> Task requirements:
**1)** Reproduce everything in the passage on New Orleans Voodoo from "Local practitioners like" down to "here, the slaves.", word for word.
**2)** In the passage on New Orleans Voodoo, what religion were many of the slaves in Louisiana forced to adopt?
**3)** Pick up the passage on New Orleans Voodoo where it stops and carry it forward.

> Extract provided:
--------------------------------

Local practitioners like Brandi Kelley, a white New Orleanian and a prominent priestess of New Orleans Voodoo, say that at the base of their faith is the ingenuity and subversion of the first black community here, the slaves.
“Rather than lose touch with their spirits, the ingenious African people did many things to stay connected and keep Voodoo alive,” she said. “They drew many parallels between their indigenous faith and the rituals and saints of Catholicism — the religion many of the slaves [in Louisiana] were forced to adopt — and outwardly appeared to embrace Catholicism, while most, in their hearts and minds, stayed devoted to their own spirit forces. The slavemaster would see what appeared to be a Catholic altar in the slave quarters with a saint’s image et cetera upon it and would accept and allow this.”
But Voodoo’s role as a source of power for black America — a subversion of white America’s dominance — has ebbed and flowed.

--------------------------------

> Recorded information:
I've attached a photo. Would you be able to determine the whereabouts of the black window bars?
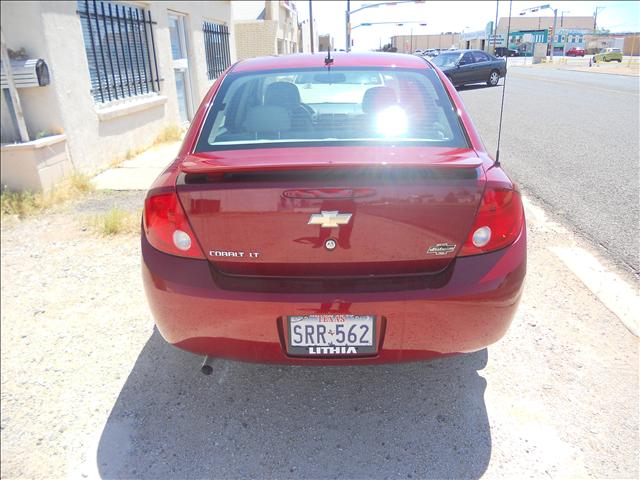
[77,0,161,103]
[202,22,231,80]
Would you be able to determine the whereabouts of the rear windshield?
[196,68,468,152]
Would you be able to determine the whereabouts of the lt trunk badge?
[324,238,338,251]
[427,243,456,255]
[307,211,352,228]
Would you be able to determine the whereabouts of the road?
[0,190,639,480]
[460,67,640,275]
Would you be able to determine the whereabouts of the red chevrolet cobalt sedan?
[142,53,526,373]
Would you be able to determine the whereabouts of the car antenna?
[324,45,333,67]
[493,0,513,167]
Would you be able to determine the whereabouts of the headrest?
[362,87,398,113]
[242,105,291,133]
[264,82,300,109]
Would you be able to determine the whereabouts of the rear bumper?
[142,228,526,364]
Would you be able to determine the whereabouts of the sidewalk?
[92,140,182,190]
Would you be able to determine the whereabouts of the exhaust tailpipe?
[200,355,215,375]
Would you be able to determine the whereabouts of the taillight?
[144,192,204,258]
[459,187,524,256]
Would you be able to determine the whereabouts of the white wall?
[1,1,236,172]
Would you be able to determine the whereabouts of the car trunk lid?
[177,147,484,277]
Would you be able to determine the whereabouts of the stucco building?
[1,0,236,190]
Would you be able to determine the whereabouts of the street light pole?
[593,7,607,32]
[344,0,351,52]
[345,0,424,52]
[549,8,558,61]
[309,0,315,53]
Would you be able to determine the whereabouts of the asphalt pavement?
[460,66,640,275]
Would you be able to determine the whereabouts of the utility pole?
[491,0,500,55]
[549,8,558,62]
[309,0,315,53]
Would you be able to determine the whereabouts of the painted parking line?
[509,71,640,97]
[522,195,640,337]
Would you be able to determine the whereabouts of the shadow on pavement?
[456,82,502,92]
[97,330,491,479]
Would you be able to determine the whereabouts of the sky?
[295,0,640,51]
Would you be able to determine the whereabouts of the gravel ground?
[1,192,639,479]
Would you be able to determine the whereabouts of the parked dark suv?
[494,47,518,57]
[431,50,507,87]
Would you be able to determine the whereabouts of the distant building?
[391,32,460,53]
[0,0,235,190]
[318,33,336,52]
[234,0,301,60]
[497,15,595,33]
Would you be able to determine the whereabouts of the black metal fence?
[77,0,160,103]
[202,22,231,80]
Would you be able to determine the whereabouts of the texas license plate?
[287,314,376,356]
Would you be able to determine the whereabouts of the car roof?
[233,52,431,72]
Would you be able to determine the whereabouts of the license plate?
[287,314,376,356]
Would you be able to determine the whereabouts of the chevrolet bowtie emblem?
[308,212,352,228]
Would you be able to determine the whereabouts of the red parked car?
[142,53,526,373]
[565,47,585,57]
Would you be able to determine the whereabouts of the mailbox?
[0,58,49,88]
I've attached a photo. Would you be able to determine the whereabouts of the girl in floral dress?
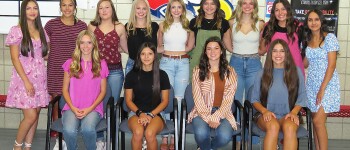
[5,0,50,150]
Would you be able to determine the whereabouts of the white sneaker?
[52,138,67,150]
[96,141,106,150]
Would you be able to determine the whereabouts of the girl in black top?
[124,42,170,150]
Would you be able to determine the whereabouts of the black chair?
[244,86,312,150]
[113,88,179,150]
[45,95,115,150]
[179,84,245,150]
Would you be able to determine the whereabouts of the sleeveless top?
[94,26,123,70]
[232,22,260,54]
[163,22,187,51]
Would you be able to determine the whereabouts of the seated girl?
[62,30,109,150]
[251,39,306,149]
[124,42,170,150]
[188,37,237,150]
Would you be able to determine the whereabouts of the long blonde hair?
[163,0,190,32]
[69,30,101,78]
[230,0,259,32]
[126,0,152,37]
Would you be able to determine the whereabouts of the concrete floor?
[0,128,350,150]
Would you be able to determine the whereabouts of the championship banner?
[291,0,339,34]
[148,0,233,20]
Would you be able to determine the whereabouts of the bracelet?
[136,109,142,117]
[146,112,155,118]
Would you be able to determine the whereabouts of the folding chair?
[244,86,312,150]
[45,95,115,150]
[180,84,245,150]
[113,88,179,150]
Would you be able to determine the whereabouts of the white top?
[232,22,260,54]
[163,22,188,51]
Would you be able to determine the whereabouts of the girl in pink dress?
[5,0,50,150]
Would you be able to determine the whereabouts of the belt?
[163,54,190,59]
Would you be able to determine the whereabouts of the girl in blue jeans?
[62,30,109,150]
[188,37,237,150]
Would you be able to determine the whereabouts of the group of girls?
[5,0,340,150]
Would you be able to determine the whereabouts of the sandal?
[13,140,23,150]
[160,137,169,150]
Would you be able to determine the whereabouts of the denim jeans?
[230,54,261,104]
[125,58,135,76]
[159,57,190,129]
[192,116,233,150]
[230,54,262,144]
[62,110,101,150]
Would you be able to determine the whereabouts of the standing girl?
[189,0,232,78]
[304,10,340,150]
[5,0,50,150]
[260,0,305,75]
[62,30,109,150]
[158,0,194,149]
[45,0,86,142]
[88,0,128,108]
[125,0,159,74]
[124,42,170,150]
[250,39,306,150]
[188,37,237,150]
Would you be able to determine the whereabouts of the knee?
[145,130,157,142]
[266,120,280,135]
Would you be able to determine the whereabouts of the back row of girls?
[6,0,339,149]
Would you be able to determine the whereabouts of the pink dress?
[62,59,109,117]
[5,26,50,109]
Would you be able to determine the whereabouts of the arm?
[115,23,128,53]
[157,23,164,53]
[62,72,83,119]
[185,31,195,52]
[316,51,337,105]
[222,28,233,53]
[192,67,210,123]
[10,45,35,97]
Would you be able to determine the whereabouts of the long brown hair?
[264,0,299,45]
[90,0,119,26]
[132,42,160,104]
[195,0,224,29]
[69,30,101,79]
[19,0,49,57]
[260,39,299,110]
[199,36,230,81]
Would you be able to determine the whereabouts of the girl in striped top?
[188,37,237,150]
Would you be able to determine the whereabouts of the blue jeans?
[192,116,233,150]
[230,54,262,144]
[125,58,135,76]
[159,57,190,130]
[62,110,101,150]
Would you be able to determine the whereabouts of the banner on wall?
[265,0,275,20]
[291,0,339,34]
[148,0,233,20]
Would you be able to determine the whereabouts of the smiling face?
[307,12,321,32]
[140,47,155,68]
[205,42,221,61]
[60,0,75,17]
[98,1,113,20]
[274,3,288,22]
[26,1,39,22]
[272,43,286,68]
[203,0,217,17]
[242,0,254,14]
[135,1,148,19]
[170,1,183,19]
[79,35,94,58]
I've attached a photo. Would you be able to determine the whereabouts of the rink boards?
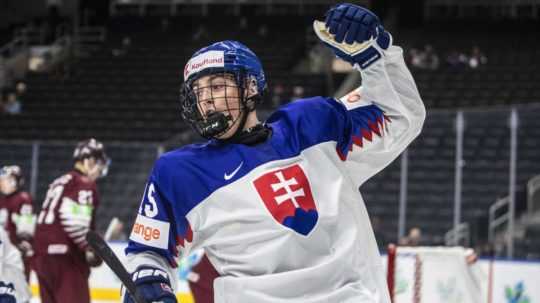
[31,242,540,303]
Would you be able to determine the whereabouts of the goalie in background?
[123,4,425,303]
[0,165,36,281]
[33,139,110,303]
[0,226,32,303]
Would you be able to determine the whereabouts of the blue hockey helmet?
[184,40,266,94]
[180,40,266,139]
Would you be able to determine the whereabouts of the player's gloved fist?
[122,266,177,303]
[0,281,17,303]
[313,3,392,69]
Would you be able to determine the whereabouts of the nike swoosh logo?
[223,161,244,180]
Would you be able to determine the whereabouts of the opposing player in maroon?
[0,165,35,280]
[34,139,109,303]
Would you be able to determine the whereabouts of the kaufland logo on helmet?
[184,51,225,80]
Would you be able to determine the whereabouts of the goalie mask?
[0,165,24,195]
[180,41,266,140]
[73,138,111,178]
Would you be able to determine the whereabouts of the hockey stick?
[86,230,148,303]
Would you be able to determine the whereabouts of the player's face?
[0,175,17,195]
[192,74,241,139]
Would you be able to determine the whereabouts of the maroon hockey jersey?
[34,171,99,270]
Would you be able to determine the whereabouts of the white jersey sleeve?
[339,46,426,186]
[0,227,31,302]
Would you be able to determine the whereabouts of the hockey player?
[34,139,109,303]
[0,165,35,280]
[0,226,31,303]
[124,4,425,303]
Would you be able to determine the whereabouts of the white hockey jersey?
[126,46,425,303]
[0,226,31,302]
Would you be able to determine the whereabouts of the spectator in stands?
[446,50,468,69]
[161,17,170,33]
[469,46,487,69]
[408,44,439,70]
[4,92,22,115]
[112,36,132,57]
[193,24,208,41]
[399,227,423,246]
[291,85,305,101]
[272,83,285,108]
[424,44,439,70]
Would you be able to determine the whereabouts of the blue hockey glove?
[0,281,17,303]
[122,266,177,303]
[313,3,392,69]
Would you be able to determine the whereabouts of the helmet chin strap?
[217,95,267,144]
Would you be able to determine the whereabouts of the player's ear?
[246,77,258,98]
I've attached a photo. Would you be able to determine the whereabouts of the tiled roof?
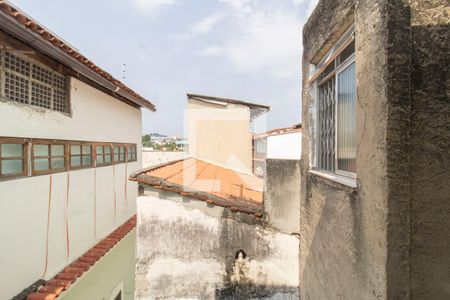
[0,0,155,110]
[187,94,270,120]
[253,123,302,139]
[27,216,136,300]
[131,158,263,217]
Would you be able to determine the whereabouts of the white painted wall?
[135,190,299,300]
[267,132,302,159]
[0,78,142,299]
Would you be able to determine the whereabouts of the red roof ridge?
[27,215,136,300]
[130,157,264,216]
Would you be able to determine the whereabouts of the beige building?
[0,1,155,300]
[186,94,270,174]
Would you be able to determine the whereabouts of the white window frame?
[309,26,357,184]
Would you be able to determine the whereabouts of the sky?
[11,0,317,136]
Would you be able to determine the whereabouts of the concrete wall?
[58,230,136,300]
[264,159,300,234]
[267,132,302,160]
[300,0,450,299]
[187,99,252,174]
[136,188,299,299]
[0,78,141,299]
[408,0,450,299]
[142,149,186,168]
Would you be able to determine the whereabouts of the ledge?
[308,170,357,189]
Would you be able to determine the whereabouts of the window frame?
[0,137,30,181]
[111,143,127,165]
[94,143,113,167]
[67,141,92,170]
[309,25,357,180]
[125,144,137,162]
[30,139,68,176]
[0,49,71,115]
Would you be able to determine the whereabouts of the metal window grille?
[0,51,68,112]
[318,77,336,171]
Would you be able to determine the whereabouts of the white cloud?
[131,0,176,13]
[192,13,223,34]
[175,13,224,40]
[199,0,302,78]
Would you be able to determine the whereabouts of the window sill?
[308,170,356,189]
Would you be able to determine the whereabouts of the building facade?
[186,94,270,174]
[0,1,154,299]
[300,0,450,299]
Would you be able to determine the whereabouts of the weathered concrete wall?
[408,0,450,299]
[264,159,300,234]
[300,0,450,299]
[142,149,186,168]
[186,99,253,174]
[136,189,299,299]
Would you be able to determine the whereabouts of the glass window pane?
[51,145,64,156]
[95,146,103,154]
[1,144,23,157]
[70,155,81,167]
[1,159,23,175]
[337,63,356,173]
[317,76,336,171]
[97,154,104,164]
[33,145,50,156]
[51,157,64,169]
[83,145,92,154]
[70,145,81,155]
[34,158,49,171]
[82,155,92,166]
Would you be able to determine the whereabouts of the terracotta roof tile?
[27,216,136,300]
[0,0,155,110]
[131,158,263,213]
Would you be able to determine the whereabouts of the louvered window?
[0,51,68,112]
[311,29,356,177]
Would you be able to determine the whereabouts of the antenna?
[122,64,127,80]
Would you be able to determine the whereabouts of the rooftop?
[131,158,263,216]
[0,0,155,111]
[187,94,270,120]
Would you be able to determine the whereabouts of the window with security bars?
[311,29,356,178]
[95,145,112,166]
[0,51,69,112]
[113,145,125,162]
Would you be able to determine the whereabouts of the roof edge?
[0,0,156,111]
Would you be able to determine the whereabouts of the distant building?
[253,124,302,177]
[175,140,189,151]
[300,0,450,299]
[187,94,270,173]
[0,1,155,300]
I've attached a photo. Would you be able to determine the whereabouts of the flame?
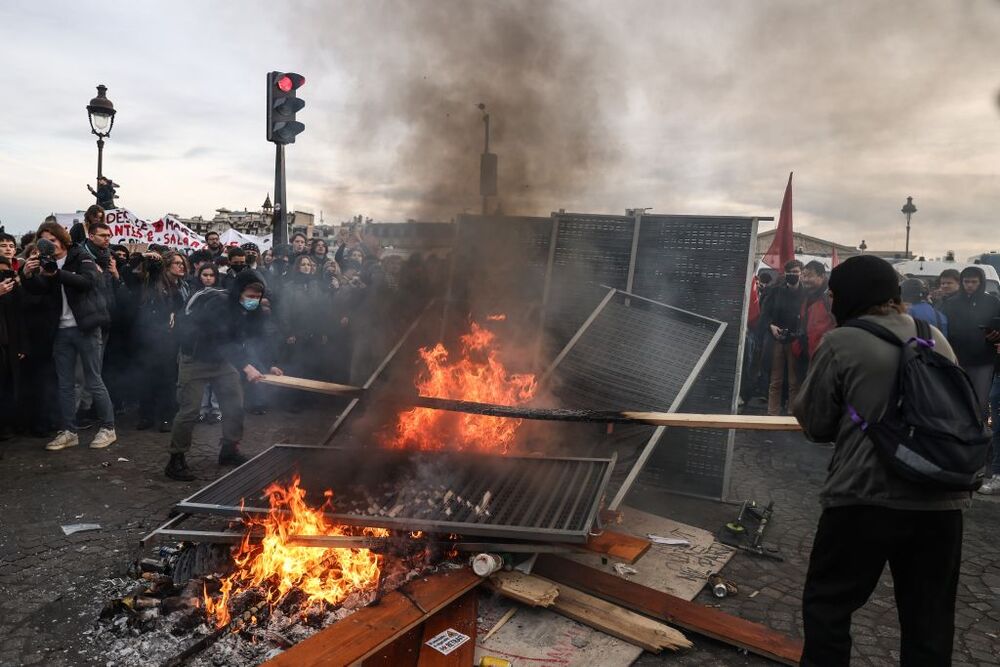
[386,315,537,454]
[204,476,388,627]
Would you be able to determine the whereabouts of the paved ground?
[0,410,1000,666]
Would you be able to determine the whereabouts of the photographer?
[761,259,804,415]
[23,222,117,451]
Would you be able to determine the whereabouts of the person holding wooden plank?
[793,255,976,667]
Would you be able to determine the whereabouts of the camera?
[38,239,59,273]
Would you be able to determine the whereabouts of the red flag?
[747,276,760,327]
[764,173,795,271]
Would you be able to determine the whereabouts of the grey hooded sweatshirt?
[792,313,972,510]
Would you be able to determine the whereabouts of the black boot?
[163,454,195,482]
[219,440,247,466]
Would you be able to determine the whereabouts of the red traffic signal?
[278,72,306,93]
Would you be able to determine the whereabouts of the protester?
[941,266,1000,413]
[793,255,970,667]
[899,278,948,336]
[205,232,223,259]
[761,259,804,415]
[792,260,837,378]
[136,250,188,433]
[931,269,962,308]
[0,227,21,271]
[0,253,28,440]
[165,271,282,481]
[23,222,117,451]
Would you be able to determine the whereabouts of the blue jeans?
[990,374,1000,475]
[52,327,115,431]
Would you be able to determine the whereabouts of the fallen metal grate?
[176,445,614,542]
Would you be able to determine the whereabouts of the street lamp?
[899,197,917,259]
[87,84,115,185]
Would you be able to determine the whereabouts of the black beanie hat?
[830,255,899,326]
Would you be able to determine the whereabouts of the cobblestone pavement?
[0,409,1000,667]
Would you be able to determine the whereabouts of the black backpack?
[177,287,229,361]
[844,319,992,491]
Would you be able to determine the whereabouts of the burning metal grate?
[176,445,614,543]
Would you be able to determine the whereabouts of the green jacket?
[792,314,971,510]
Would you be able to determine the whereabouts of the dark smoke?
[300,0,624,220]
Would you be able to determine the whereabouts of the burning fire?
[386,315,537,454]
[204,476,388,627]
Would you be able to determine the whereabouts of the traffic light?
[267,72,306,144]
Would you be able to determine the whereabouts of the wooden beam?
[261,375,802,431]
[530,575,693,653]
[533,554,802,665]
[489,571,559,607]
[417,591,479,667]
[580,529,653,565]
[265,568,483,667]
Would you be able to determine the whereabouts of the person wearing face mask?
[164,271,282,481]
[761,259,804,415]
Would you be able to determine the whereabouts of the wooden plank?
[260,373,365,396]
[544,575,693,653]
[265,568,483,667]
[361,624,424,667]
[533,554,802,665]
[489,571,559,607]
[261,375,802,431]
[417,591,479,667]
[581,530,653,564]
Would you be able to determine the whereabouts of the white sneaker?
[978,475,1000,496]
[90,427,118,449]
[45,431,80,452]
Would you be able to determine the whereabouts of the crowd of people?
[0,205,443,480]
[743,260,1000,494]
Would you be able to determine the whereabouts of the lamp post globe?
[87,84,115,185]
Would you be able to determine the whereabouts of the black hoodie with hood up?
[941,266,1000,366]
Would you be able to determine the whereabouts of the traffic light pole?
[271,143,288,248]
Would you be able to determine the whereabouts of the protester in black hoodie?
[165,271,282,481]
[941,266,1000,411]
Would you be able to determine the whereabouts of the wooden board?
[489,571,559,607]
[581,530,653,564]
[261,374,802,431]
[566,507,735,600]
[417,591,479,667]
[265,568,483,667]
[533,554,802,665]
[476,589,642,667]
[538,577,692,653]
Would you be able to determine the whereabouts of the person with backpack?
[899,278,948,336]
[793,255,989,667]
[164,271,282,482]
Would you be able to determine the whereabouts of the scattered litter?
[615,563,639,577]
[60,523,101,535]
[426,628,469,655]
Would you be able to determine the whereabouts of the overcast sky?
[0,0,1000,257]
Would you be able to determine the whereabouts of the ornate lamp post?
[899,197,917,259]
[87,84,115,185]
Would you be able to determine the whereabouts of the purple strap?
[847,404,868,431]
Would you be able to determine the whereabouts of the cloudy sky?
[0,0,1000,257]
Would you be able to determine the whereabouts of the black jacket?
[941,266,1000,366]
[23,246,111,331]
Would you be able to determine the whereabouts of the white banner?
[56,208,271,252]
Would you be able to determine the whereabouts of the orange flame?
[204,476,388,627]
[386,315,537,454]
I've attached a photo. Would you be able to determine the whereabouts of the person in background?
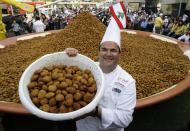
[140,19,148,31]
[12,20,21,36]
[0,20,7,41]
[32,16,46,33]
[178,29,190,45]
[154,13,163,34]
[66,2,136,131]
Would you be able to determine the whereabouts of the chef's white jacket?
[76,65,136,131]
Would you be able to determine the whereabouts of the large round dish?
[0,30,188,115]
[19,52,105,121]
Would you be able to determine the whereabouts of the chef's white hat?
[100,17,121,49]
[100,2,127,50]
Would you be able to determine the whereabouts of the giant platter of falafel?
[0,12,190,114]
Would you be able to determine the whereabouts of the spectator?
[178,29,190,45]
[33,16,45,33]
[12,20,21,36]
[154,13,163,34]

--------------------------------

> Answers to the tasks:
**1)**
Local practitioners like Brandi Kelley, a white New Orleanian and a prominent priestess of New Orleans Voodoo, say that at the base of their faith is the ingenuity and subversion of the first black community here, the slaves.

**2)** Catholicism

**3)**
For generations after the Civil War, Voodoo was used against the black community, Fandrich said. Police arrested and incarcerated practitioners for crimes like practicing medicine without a license. A large part of Voodoo involves natural, holistic remedies.
Kodi Roberts, a professor of African-American history at Louisiana State University, said that during the fight in the mid–20th century for voting rights, Southern newspapers held up Voodoo as a justification for the view that blacks were too barbaric to vote.
With Voodoo’s history of being used against the black community, some in the United States reclaimed the practice in the 1970s as a religious expression of black empowerment.
“It becomes like joining the Nation of Islam, reaffirming your blackness,” Roberts said.
Glover proudly calls himself a former “militant” of the black power politics of the 1970s and said “racism is alive and well in America. Nothing ever changed.”
Whether or not Voodoo has any role to play in offering spiritual support to the re-emergent movement for racial justice remains to be seen, although there are few signs of it thus far. Roberts said that older practitioners, rather than see Voodoo as a contemporary progressive counterculture, are more likely to see it as “a looking back to what African-Americans are missing.”